È vero. Ma è questo programma comune che mi pare illuminante e interessante. La vita monastica non è affatto una vita riservata a degli specialisti o a degli eroi. È prima di tutto un vita battesimale, una vita in Cristo. È talmente vero che la più parte delle grandi Regole monastiche antiche sono un parte o nella totalità catechesi battesimali (Pacomio, Basilio, Regola del Maestro, Prologo della Regola di Benedetto ecc…)

La vita monastica non va vista come un “di più” in rapporto al vangelo. Non è niente altro che la vita cristiana nella sua integralità e radicalità. Così, la vocazione del monaco, lungi dall’ essere un cammino “eccentrico” di persone marginali, si situa al contrario nel cuore della vita della Chiesa».

▶ **Consegne**:
(a) Rispondi in breve a queste domande sul testo relativo alla vita monastica.
(i) A chi, secondo il testo, la vita monastica non è affatto riservata?
(ii) Che cosa è la vita monastica, se non la vita cristiana in quale forma?
(iii) Dove si situa la vocazione del monaco?
(b) Traduci in inglese questa frase del testo sulla vita monastica: «La vita monastica non va vista come un “di più” in rapporto al vangelo.»
(c) Riscrivi il brano del testo sulla vita monastica che va da "È vero. Ma è" fino a "di Benedetto ecc…)", sostituendo "specialisti" con "esperti".

(Voci tratte da un dataset di puntamento)
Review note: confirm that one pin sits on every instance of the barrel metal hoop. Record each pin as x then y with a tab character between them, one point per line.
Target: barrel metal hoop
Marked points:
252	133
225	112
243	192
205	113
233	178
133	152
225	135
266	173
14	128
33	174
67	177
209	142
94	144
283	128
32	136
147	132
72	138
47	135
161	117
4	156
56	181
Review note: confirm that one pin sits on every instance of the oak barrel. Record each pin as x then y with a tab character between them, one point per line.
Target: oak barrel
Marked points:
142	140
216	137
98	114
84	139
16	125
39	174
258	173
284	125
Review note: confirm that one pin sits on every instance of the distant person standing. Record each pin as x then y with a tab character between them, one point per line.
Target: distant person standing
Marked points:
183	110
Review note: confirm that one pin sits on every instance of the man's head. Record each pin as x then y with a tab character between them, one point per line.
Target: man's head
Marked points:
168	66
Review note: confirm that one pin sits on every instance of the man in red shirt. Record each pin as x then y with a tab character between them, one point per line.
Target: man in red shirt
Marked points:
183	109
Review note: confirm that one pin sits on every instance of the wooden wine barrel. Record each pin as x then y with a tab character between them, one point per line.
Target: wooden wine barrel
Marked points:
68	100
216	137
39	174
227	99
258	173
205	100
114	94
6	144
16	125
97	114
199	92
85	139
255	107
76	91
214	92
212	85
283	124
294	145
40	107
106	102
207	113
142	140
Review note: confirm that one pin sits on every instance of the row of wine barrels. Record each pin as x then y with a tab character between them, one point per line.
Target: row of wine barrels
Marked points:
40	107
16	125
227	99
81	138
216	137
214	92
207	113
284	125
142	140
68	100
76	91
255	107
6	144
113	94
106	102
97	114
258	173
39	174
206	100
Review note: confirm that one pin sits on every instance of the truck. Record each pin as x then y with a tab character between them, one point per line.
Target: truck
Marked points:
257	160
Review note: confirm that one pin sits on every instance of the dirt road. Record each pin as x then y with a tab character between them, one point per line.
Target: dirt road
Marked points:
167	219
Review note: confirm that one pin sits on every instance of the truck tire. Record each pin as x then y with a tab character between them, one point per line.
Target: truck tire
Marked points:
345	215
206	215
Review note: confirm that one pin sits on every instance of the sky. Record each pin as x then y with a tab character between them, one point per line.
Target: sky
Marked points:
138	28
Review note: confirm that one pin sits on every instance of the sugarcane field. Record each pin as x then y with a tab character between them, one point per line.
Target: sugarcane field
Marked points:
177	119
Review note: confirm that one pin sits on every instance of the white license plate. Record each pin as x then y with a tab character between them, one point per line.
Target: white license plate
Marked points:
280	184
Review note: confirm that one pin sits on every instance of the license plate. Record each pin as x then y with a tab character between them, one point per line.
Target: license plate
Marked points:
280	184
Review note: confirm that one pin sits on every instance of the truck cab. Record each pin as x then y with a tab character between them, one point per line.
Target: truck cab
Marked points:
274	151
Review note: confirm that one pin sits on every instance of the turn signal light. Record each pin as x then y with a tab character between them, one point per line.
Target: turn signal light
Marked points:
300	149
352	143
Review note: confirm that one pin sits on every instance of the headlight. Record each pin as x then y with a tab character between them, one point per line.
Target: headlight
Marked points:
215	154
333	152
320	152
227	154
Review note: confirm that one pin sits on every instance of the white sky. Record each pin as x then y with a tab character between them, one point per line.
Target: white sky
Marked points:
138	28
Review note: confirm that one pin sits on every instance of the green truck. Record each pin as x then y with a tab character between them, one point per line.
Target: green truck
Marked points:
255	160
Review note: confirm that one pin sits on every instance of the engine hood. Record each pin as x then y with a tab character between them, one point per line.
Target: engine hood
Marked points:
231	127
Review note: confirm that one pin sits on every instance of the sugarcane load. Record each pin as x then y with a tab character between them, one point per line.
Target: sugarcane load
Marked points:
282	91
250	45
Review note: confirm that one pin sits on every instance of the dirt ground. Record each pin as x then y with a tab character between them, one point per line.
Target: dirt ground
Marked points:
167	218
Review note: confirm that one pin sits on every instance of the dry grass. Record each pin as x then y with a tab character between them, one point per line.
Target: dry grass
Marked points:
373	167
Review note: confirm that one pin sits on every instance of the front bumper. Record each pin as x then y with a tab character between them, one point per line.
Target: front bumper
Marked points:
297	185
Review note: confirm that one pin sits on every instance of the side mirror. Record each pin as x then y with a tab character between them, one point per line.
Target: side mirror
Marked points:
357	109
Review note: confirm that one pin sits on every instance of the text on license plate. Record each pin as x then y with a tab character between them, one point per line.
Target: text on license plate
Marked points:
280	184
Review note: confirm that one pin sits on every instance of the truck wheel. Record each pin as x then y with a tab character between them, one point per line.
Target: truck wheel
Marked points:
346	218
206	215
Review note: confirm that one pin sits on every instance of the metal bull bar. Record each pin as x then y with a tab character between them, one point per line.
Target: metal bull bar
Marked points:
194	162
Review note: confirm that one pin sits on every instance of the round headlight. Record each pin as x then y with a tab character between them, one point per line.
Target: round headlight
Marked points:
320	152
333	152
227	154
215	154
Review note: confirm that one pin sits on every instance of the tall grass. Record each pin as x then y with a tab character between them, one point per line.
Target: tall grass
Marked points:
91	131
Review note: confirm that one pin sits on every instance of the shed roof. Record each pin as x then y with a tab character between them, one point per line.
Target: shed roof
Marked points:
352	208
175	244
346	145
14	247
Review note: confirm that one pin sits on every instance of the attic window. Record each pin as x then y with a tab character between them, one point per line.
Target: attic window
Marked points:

▶ **Risposte alle consegne**:
(a)
(i) A degli specialisti o a degli eroi.
(ii) È la vita cristiana nella sua integralità e radicalità.
(iii) Nel cuore della vita della Chiesa.

(b) Monastic life should not be seen as an “extra” in relation to the gospel.

(c)
È vero. Ma è questo programma comune che mi pare illuminante e interessante. La vita monastica non è affatto una vita riservata a degli esperti o a degli eroi. È prima di tutto un vita battesimale, una vita in Cristo. È talmente vero che la più parte delle grandi Regole monastiche antiche sono un parte o nella totalità catechesi battesimali (Pacomio, Basilio, Regola del Maestro, Prologo della Regola di Benedetto ecc…)